Written by: Mitra Bolouri, DDS (Dallas County Dental Society member)
February is National Children’s Dental Health Month which makes a great time to debunk some popular myths you may have heard regarding baby teeth!
Myth #1: Baby teeth don’t matter because they’ll fall out eventually.
Baby teeth do matter! Most obviously they help your child chew. Beyond that, they aid in speech and help keep space available for the permanent teeth as they come in. If a child loses a baby tooth early, she may lose the space where the adult tooth was going to grow in, which would need to be opened back up with braces.
Myth #2: Children don’t need to see a dentist unless there’s a problem.
The American Dental Association and American Academy of Pediatric Dentistry both agree that a child should see a dentist when his or her first tooth comes in or by the first birthday, whichever comes first. Even if there are no issues of which you are aware, the dentist will check to make sure everything looks okay and can guide you in how to best care for your child’s teeth and prevent any issues from happening down the road.
Myth #3: If a little toothpaste is good, a lot is even better.
Don’t let the toothpaste commercials fool you: you don’t need a lot of toothpaste to effectively clean your child’s teeth. Before any teeth come in, wipe their gums with a moistened washcloth or gauze. Until they are three years old, use only a smear of toothpaste no bigger than a grain of rice on a child-sized toothbrush. From ages three to six, a pea-sized amount of toothpaste can be used. And, most importantly, don’t forget to monitor and assist in toothbrushing until your child is capable of doing it on their own!
Myth #4: Fluoridated water is unsafe for children.
Fluoride helps make teeth stronger and less susceptible to the acid caused by the bacteria which creates cavities. The amount of fluoride found in tap water is not only safe, but can help prevent your child from getting cavities. Toothpaste with fluoride is also safe, provided that your child is using the appropriate amount for his or her age. Most children receive additional fluoride treatments at their dental check ups. All of this is highly regulated to ensure that your child and yourself do not receive an unhealthy amount of fluoride.

**DATA BLOCK**

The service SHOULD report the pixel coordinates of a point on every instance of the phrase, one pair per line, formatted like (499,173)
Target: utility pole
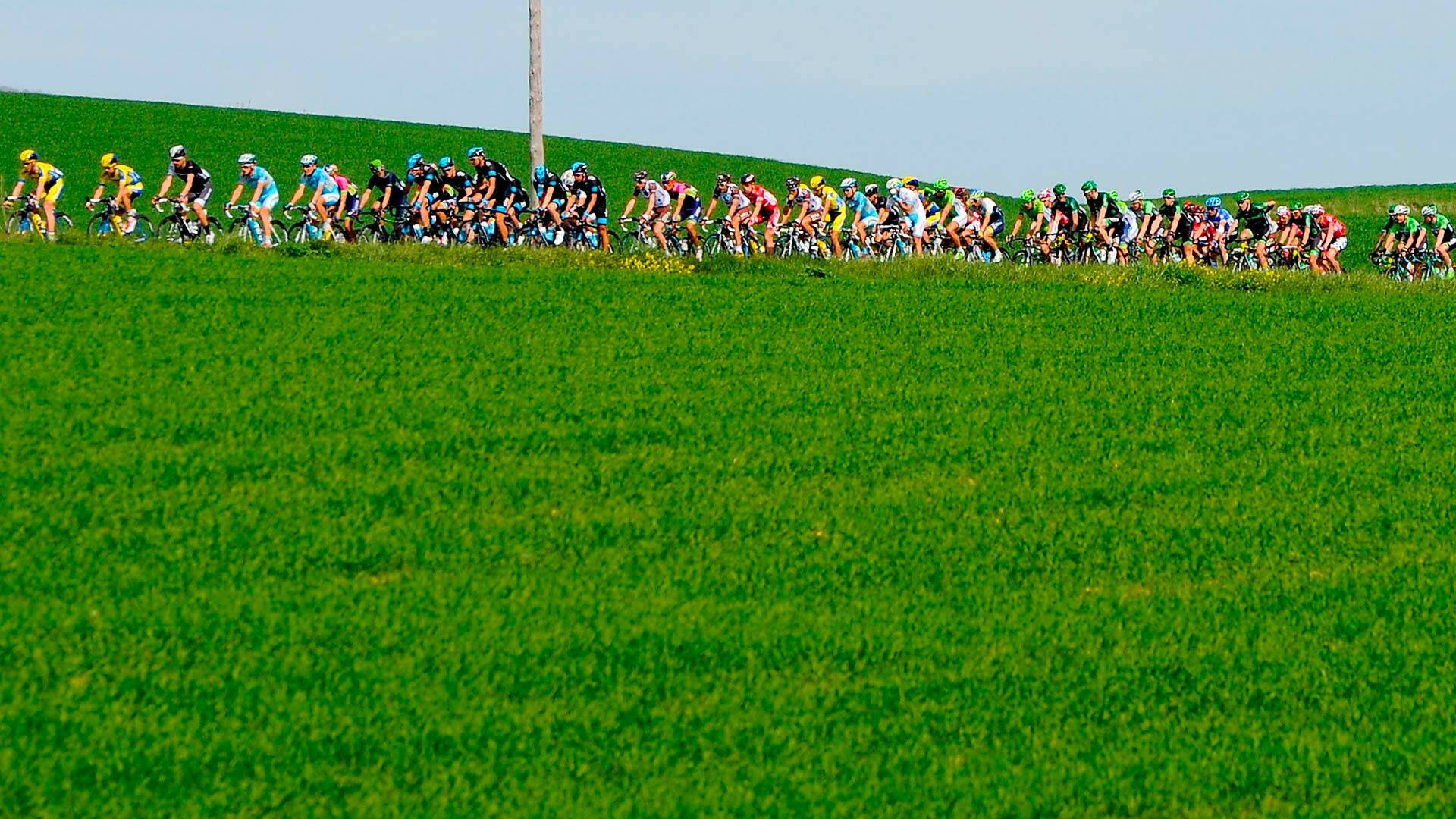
(538,129)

**WHAT YOU WILL DO**
In the baby teeth article, rewrite the stretch from "February is National" through "there’s a problem.", swapping "braces" for "orthodontic treatment".

**SOLUTION**
February is National Children’s Dental Health Month which makes a great time to debunk some popular myths you may have heard regarding baby teeth!
Myth #1: Baby teeth don’t matter because they’ll fall out eventually.
Baby teeth do matter! Most obviously they help your child chew. Beyond that, they aid in speech and help keep space available for the permanent teeth as they come in. If a child loses a baby tooth early, she may lose the space where the adult tooth was going to grow in, which would need to be opened back up with orthodontic treatment.
Myth #2: Children don’t need to see a dentist unless there’s a problem.